start SELECTION
Posted on 06/14/2008 1:45:26 PM PDT by Salvation

“Son of a…”

June 14th, 2008 by Tom Purcell

Get this: Dads are essential to kids.

According to the National Fatherhood Initiative, kids who grow up without dads are more likely to grow up poor, drop out of school, end up in jail and encounter numerous other struggles in life than kids who grow up with dads.

This information comes as no shock to most men. We know that boys are prone to stupidity and that the creature best suited to taming them is the like-minded fellow called dad.

When I was five, my father told me to stop jumping around the tub, but I jumped anyway. I slipped and hit my head on a ceramic soap dish. It busted into a dozen pieces. My father responded to my stupidity the way he often did.

“Son of a !!!”

I pretended to be hurt, but he knew I was fine. He knew a noggin as hard as mine could have busted a dozen soap dishes without so much as a bruise. Breaking things was one of my talents.

Over the years, I clogged a toilet with an apple core, shattered a picture window with a baseball and hit a golf ball through a neighbor’s window (I fled, was later apprehended, and had to mow a lot of lawns to pay my father back for the cost of a new window).

I made it hard for my father to fix the things I broke though. This is because I lost many of his tools over the years. I was permitted to use them to build shacks and go-carts, so long as I put them back where they belonged.

But I didn’t always put them back. He’d usually find them lying in the yard — after hitting them with the lawnmower blade — which prompted a familiar reaction.

“Son of a !!!”

When I was a teen, I destroyed more expensive items, such as automobiles. My father made the mistake of purchasing a 1979 Ford Pinto with a powerful six-cylinder motor — it could burn rubber at will.  

When he discovered that a right-rear tire only six weeks old was worn to the threads, he had but one response.

“Son of a !!!”

In addition to costing him money, I saw it as my duty to butt heads with him — or, to be more precise, it was his duty to butt heads with me. He grew up without a father and he remembered the dumb things he did in his youth.

He knew that most any boy is only one or two knuckle-headed decisions away from heading off in a dangerous direction. His job was to keep me in line, a task that was often unpleasant for him.

In high school, I began making a lot of money running a stone-masonry business, and I announced I was going to buy my own car. But the unenlightened old man made me do something stupid with the money: save it for college. I was furious and fought him hard, but he wouldn’t relent.
end SELECTION
start DATA SHOWN
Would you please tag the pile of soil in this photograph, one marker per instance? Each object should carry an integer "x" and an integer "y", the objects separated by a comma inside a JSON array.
end DATA SHOWN
**YOUR TASK:**
In the column about fathers, what was the writer required to do with the money earned from the stone-masonry business?

**SOLVED PROBLEM:**
Save it for college.